Directions for this task: Copy, from the material below, each line that contains the word "shopping".
****************
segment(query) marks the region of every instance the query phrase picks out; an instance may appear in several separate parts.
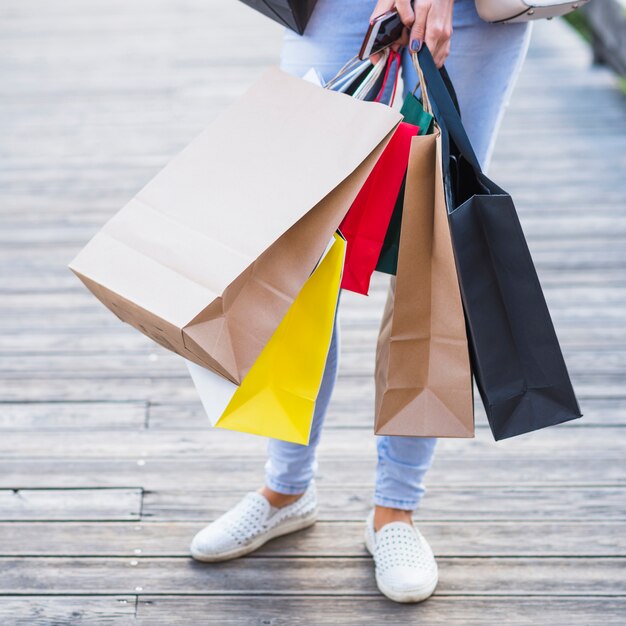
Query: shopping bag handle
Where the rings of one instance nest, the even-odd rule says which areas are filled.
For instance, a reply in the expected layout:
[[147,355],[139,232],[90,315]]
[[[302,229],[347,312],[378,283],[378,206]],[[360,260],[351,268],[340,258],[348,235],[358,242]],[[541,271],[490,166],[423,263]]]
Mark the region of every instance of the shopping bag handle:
****************
Final answer:
Query: shopping bag handle
Mark the region of every instance of the shopping bag handle:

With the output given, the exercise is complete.